- **Jobs**:
- 1) In the text on capacity and economics, what does the gap between committed and used capacity represent?
- 2) Write the next part of the text on capacity and economics, picking up after its final line.

** begin Extract provided **

Capacity / Economics #
capacity = how much useful work resources can support
economics = how scarce resources are allocated, paid for, and traded off
The block’s founding claim:
many technically valid systems are still bad designs —
this block is where that judgment is rendered.
Role in the catalog: the evaluation layer. Not a component (like queue, scheduler) and not a protocol (like flow control, recovery) — the layer that prices the others. Scheduler allocates the ledger; backpressure defends useful work against dead work; boundary’s economic boundary says who pays; cache trades one ledger column (compute) for another (memory + staleness risk). This is where VSA stops being a lens and becomes the content.
Central tension:
performance and availability vs cost and waste
The Capacity Ledger (the core object) #
Capacity exists in stages; everything in this block is an operation on this ledger, a measurement of a gap between stages, or a policy about a gap:
physical → committed → allocated → used → useful
(exists) (reserved, (handed to (actually (produced value;
quota'd, a workload) consumed) survived amplification
promised) and wasn't dead work)
The gaps ARE the named phenomena:
physical − committed = headroom (deliberate slack)
committed − physical = overcommit exposure (the statistical bet, axis 4)
committed − used = stranded waste (reservation leak, idle quota)
used − useful = amplification + dead work
(goodput* from backpressure.md, as accounting)
Operations on the ledger:
reservation: create a committed entry before use (requests, RIs, holds)
quota: cap a tenant's committed ceiling
overcommit: deliberately let committed exceed physical
metering: observe used; attribution assigns it an owner
efficiency: raise useful/used (fight amplification)
And one subtlety the scalar ledger hides — shape:
fragmentation: free ≠ usable, because capacity is a vector
(CPU×mem×GPU per node) and demand has shape.
aggregate free capacity that fits nothing is a ledger lie.
(scheduler.md bin-packing is the mechanism side)
Interrogation (the ledger walk):
What resource is scarce, and in what unit at each stage?
For each adjacent pair of stages: how big is the gap, who owns it,
and is it deliberate (headroom) or waste (stranded)?
Is the free capacity the right SHAPE for the demand that's coming?
What fraction of used is useful — what are the amplification factors?
Design Axes #
Axis 1 — Time Horizon of the Capacity Decision #
planning: months–quarters forecasting, fleet sizing, shard counts
reservation: days–hours requests, RIs, holds
elasticity: minutes HPA/VPA/cluster autoscaler, serverless
admission: milliseconds → scheduler.md, backpressure.md
Each horizon has its own correction speed and signature failure:
planning: planned for average, not peak; wrong bottleneck; arrives late
reservation: leaked, stranded, or fragmented commitments
elasticity: metric lag, oscillation, scale-down kills warm capacity,
autoscaler fights admission (two controllers, one plant —
backpressure.md axis 5)

** end Extract provided **
** begin Material shown **

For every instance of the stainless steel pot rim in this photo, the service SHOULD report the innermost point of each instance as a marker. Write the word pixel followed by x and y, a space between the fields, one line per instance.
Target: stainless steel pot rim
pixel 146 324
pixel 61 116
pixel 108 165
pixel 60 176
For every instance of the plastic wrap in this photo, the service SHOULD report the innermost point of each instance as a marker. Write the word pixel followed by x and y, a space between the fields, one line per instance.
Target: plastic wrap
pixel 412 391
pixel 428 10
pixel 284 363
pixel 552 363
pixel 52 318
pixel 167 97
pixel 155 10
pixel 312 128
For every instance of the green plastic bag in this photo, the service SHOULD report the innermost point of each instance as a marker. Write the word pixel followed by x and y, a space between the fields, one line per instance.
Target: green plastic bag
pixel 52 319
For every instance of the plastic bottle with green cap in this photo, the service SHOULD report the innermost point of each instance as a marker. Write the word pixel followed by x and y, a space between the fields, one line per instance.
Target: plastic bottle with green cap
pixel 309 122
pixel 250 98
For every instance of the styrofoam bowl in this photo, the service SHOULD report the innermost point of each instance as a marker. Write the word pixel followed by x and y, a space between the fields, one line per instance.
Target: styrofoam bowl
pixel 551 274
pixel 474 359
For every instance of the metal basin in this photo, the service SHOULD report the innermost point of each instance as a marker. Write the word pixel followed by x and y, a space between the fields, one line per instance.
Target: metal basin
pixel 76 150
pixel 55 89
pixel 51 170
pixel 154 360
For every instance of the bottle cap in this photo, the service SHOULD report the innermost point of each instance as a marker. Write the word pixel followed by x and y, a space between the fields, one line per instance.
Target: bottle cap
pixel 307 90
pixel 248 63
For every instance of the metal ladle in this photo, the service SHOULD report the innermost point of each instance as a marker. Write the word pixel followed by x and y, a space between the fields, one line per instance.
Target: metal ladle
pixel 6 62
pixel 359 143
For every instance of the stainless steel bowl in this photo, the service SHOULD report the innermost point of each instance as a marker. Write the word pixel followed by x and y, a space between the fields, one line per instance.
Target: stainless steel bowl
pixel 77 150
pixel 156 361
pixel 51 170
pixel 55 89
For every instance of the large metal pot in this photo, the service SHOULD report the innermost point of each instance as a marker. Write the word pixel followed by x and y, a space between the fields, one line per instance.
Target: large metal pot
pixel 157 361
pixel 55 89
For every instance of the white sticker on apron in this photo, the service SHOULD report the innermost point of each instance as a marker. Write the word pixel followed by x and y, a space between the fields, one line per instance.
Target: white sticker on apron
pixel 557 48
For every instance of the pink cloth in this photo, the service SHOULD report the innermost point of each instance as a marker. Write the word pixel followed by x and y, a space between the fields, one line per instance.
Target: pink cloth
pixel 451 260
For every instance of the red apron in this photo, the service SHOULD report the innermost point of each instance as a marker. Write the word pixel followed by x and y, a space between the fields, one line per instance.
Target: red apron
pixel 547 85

** end Material shown **

- **Answers to the exercises**:
- 1) Stranded waste, such as a reservation leak or idle quota.

- 2)
admission: owned elsewhere; the last line, not the plan
The seam question — the doc’s best question — lives between horizons:
what happens WHILE WAITING for more capacity?
elasticity arrives in minutes; collapse arrives in seconds.
autoscaling is not overload protection (backpressure.md);
something at the admission horizon must survive the gap.
Interrogation:
At which horizon is this decision being made, and what is its correction latency?
What covers the seam between this horizon and the faster one below it?
Peak-to-average ratio per horizon: what does the forecast assume about bursts?
Axis 2 — Who Bears Scarcity (allocation regime) #
quota: hard division; simple, strands idle capacity → scheduler.md
fair share: weighted, with borrowing of idle → scheduler.md
priority/preempt: importance decides who suffers → scheduler.md
price: the native economic tier — spot markets,
off-peak pricing, chargeback-as-incentive.
the most scalable allocator: tenants schedule
THEMSELVES when scarcity has a price.
Interrogation:
When demand exceeds supply, who is denied — and did they agree to that in advance?
Can idle allocation be borrowed, and what reclaims it when the owner returns?
Is there a price signal, or only administrative division?
Does the allocation regime survive adversarial tenants? (quota gaming, priority abuse)
Axis 3 — The Statistical Bet (overcommit family) #
CPU overcommit, memory overcommit, thin provisioning, oversubscribed network, serverless pooling — one wager:
peaks are uncorrelated, so committed may exceed physical
and multiplexing gain is pocketed.
this bet is the entire economic engine of cloud computing.
its collateral is demand diversity.
The bet’s failure is the correlated peak:
regional failover doubles a region's load everyone's midnight cron
Black Friday retry storms —
note: backpressure failures MANUFACTURE correlation;
a goodput collapse is also a correlated-peak event (blocks coupled)
Interrogation:
What is the overcommit ratio, and what demand-correlation does it assume?
What events correlate the peaks? (failover, cron, launches, retries)
When the bet loses, what is the reclaim policy — who is preempted,
OOM-killed, throttled — and is that ordering deliberate?
Is the bet priced? (spot discounts are the market paying you to be reclaimable)
Axis 4 — The Cost Feedback Loop #
metering → attribution → unit cost → budget action
A control loop ( backpressure.md axis 5, denominated in currency):
open loop: attribution only — dashboards, chargeback reports
closed loop: budget actions — throttle, degrade, hard-stop, alert
Failure modes are control failures plus one native economist:
untagged spend (unmetered = unattributable = unmanaged)
shared cost allocated unfairly; teams game the split
alerts fire after the money is gone (feedback delay)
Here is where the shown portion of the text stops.